▸ **Consignes**
1. Relevez dans le texte sur le quilt en tissus anciens japonais tous les supports de la vie courante au Japon où l’on retrouve, selon lui, la forme de l’hexagone.
2. Prolongez le texte sur le quilt en tissus anciens japonais en reprenant après sa dernière phrase.

▸ **Extrait du document**
------------------------
Quilt en tissus anciens japonais
L’idée de cet ouvrage est venue à la suite de ma lecture du dernier chapitre du Genji Monogatari où Kaoru « le Prince parfumé » tente en vain de revoir la belle Ukifune qui s’étant faite nonne refuse obstinément de revenir à la Cour
Un centre éclatant tel le rayonnement de la société de Cour opposé au côté ombreux de la montagne où se cache le monastère, les deux ne pouvant plus que difficilement se rencontrer…
…mais aussi comme un pont jeté par la modernité au-dessus du monde ancien qui reste toujours présent en filigrane dans toutes les activités contemporaines
Ayant depuis peu vaincu les scrupules qui me retenaient depuis si longtemps de tailler dans mes vieux tissus japonais, j’ai donc coupé un hexagone dans chacun des tissus de ma collection pour ce nouveau quilt
Encore un quilt d’hexagones car c’est une forme que j’aime particulièrement et que l’on retrouve si souvent dans la vie courante au Japon sur les décors des kimonos, les peintures décoratives des Fusuma, les objets artisanaux, etc…
J’ai combiné les tissus anciens avec des textiles artisanaux contemporains, en majorité des tissus à rayures pour kimonos féminins, rapportés de mon voyage à Aizu, car j’ai eu la chance d’y trouver quelques pochettes contenant des petits coupons assortis rayés et unis
Tous les bleus et les presque noirs sont teints en Aizome (vrai indigo) beaucoup de bruns sont teints, quant à eux en Shibuzome (au jus de kaki)
------------------------
▸ **Extraits de données**

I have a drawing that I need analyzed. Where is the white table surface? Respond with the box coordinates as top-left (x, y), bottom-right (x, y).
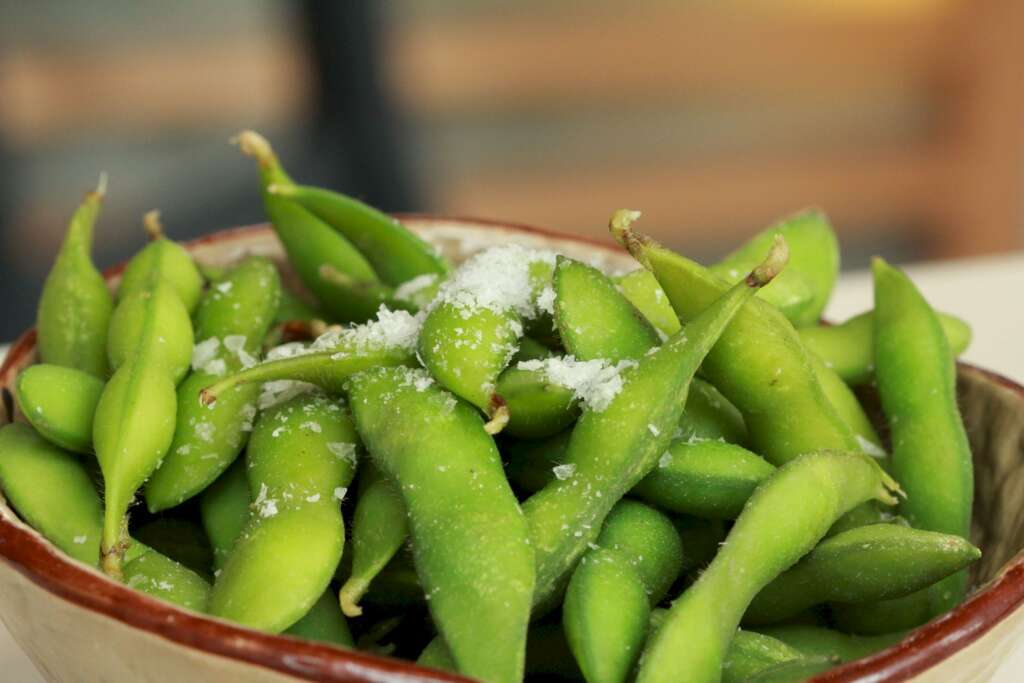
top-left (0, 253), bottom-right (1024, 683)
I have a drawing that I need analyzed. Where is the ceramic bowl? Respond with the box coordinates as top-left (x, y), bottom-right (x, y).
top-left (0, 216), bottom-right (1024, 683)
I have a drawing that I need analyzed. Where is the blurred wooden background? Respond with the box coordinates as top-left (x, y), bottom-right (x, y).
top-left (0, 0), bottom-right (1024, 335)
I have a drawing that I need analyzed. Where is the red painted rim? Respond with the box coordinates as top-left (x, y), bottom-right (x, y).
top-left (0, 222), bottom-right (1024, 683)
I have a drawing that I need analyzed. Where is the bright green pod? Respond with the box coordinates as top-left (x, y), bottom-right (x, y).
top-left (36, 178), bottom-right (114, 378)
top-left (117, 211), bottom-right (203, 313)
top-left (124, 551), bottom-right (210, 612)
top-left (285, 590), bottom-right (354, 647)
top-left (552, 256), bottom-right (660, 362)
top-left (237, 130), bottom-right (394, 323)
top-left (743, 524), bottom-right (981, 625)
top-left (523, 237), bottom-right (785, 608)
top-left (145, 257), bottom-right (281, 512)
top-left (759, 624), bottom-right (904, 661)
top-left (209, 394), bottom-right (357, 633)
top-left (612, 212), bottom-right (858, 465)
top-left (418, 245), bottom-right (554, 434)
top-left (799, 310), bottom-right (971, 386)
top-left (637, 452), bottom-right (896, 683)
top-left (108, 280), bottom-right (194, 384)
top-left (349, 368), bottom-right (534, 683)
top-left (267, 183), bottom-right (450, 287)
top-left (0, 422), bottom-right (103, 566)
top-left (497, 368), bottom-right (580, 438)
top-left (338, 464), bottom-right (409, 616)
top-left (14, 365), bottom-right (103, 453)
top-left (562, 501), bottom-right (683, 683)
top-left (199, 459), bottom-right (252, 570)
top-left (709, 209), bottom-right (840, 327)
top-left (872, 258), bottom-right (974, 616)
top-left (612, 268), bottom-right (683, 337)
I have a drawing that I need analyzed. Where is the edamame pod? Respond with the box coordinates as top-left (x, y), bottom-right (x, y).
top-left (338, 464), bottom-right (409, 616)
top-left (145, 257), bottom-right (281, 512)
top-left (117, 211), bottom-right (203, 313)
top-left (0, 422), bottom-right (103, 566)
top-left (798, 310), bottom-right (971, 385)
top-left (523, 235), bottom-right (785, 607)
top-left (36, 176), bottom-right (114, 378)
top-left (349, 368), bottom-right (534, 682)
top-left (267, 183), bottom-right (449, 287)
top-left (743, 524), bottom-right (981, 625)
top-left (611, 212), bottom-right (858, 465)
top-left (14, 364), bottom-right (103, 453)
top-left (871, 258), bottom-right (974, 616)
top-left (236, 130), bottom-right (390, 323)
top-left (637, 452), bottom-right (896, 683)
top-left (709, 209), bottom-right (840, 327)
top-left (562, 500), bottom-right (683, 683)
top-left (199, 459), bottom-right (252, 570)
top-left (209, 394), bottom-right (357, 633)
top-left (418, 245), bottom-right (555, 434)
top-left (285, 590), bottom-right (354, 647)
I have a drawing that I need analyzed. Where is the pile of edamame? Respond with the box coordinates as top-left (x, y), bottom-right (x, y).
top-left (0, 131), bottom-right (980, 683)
------------------------
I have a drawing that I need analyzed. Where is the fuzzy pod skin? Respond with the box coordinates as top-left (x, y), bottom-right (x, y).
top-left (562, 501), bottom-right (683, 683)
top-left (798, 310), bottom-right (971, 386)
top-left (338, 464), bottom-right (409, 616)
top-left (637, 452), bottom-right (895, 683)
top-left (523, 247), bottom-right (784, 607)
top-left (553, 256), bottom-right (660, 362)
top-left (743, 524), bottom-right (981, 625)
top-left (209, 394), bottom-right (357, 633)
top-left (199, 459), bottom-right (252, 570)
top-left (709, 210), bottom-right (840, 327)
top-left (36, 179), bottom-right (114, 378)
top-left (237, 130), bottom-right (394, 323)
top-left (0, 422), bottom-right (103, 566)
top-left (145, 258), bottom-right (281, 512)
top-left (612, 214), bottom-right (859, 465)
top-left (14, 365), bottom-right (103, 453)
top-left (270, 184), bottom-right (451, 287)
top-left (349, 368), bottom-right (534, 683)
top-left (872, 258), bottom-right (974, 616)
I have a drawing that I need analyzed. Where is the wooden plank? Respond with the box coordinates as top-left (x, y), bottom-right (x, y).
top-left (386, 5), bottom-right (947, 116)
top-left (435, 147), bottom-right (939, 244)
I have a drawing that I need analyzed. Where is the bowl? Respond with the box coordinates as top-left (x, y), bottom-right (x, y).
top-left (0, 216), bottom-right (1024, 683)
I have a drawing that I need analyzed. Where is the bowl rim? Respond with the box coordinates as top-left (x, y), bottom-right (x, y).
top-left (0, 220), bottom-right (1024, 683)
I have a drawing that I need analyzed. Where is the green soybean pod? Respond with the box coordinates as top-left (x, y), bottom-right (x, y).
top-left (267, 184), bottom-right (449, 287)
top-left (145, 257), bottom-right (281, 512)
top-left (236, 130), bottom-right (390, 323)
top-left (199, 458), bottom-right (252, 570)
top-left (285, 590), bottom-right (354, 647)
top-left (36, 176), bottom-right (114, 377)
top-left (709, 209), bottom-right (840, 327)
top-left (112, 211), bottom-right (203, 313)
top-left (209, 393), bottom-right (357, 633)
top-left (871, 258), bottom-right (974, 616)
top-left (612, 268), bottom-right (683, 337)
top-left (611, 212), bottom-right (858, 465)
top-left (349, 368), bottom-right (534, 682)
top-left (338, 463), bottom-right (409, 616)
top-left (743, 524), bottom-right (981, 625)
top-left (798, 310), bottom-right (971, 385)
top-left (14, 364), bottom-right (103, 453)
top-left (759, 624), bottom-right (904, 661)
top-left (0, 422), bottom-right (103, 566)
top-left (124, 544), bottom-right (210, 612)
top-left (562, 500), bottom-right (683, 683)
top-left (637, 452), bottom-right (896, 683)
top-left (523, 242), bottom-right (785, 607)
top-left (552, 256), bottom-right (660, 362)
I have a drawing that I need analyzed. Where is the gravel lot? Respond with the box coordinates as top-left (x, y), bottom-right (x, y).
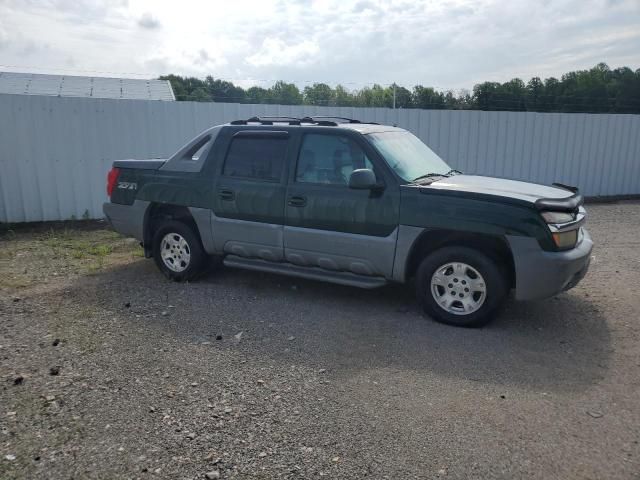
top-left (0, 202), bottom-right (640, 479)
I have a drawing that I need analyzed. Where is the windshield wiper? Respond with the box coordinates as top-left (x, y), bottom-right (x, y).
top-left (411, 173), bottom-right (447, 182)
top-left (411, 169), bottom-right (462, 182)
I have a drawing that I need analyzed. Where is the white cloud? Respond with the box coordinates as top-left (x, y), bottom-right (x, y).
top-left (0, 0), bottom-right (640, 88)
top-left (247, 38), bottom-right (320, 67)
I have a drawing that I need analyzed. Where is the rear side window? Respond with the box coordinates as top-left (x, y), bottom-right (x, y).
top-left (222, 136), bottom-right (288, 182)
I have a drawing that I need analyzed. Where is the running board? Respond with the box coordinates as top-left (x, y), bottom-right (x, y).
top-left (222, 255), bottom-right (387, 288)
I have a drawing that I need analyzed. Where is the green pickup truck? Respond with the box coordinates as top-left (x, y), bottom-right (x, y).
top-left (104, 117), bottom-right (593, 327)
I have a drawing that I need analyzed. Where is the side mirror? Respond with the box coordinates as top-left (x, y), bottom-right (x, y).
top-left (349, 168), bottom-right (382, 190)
------------------------
▸ **Résultats obtenus**
1. Les décors des kimonos, les peintures décoratives des Fusuma et les objets artisanaux.

2.
J’ai mêlé volontairement différentes techniques d’impression des tissus, shibori (nouage) Katazome (pochoirs) avec les tissages Kasuri (ikat) que j’ai groupé par affinité de style de chaque côté du quilt
En plus de réunir les hexagones de même technique de tissage ou d’impression, je les ai associé par dominante de couleurs autour d’un centre composé de « Sarasa » dont les teintes, rouge, bleu, jaune et brun donnent le ton à l’ensemble
Ainsi une progression nuancée va des bleus indigo tissés de rouge au bleus indigo comportant des motifs plus clairs sur la gauche du quilt…
…Tandis que sur la droite, les bleus très foncés et les noirs s’enchaînent aux différentes nuances de marrons et gris
Je n’ai pas hésité à mélanger plusieurs sortes de textiles, aux cotons majoritaires sont venus s’ajouter du chanvre, du coton et lin, du coton et soie et de l’étamine de laine, tous ces textiles n’étant plus fabriqués de nos jours
Comme je dispose de beaucoup de textiles rayés, j’ai privilégié délibérément d’orienter les rayures dans un seul sens, la verticalité satisfaisant mon goût pour la rigueur !
Pendant la séance de quilting en cours, je n’ai pas hésité à découdre et à remplacer un hexagone qui me gênait par son horizontalité, l’accent que je voulais mettre dans ce quilt n’étant pas celui-là !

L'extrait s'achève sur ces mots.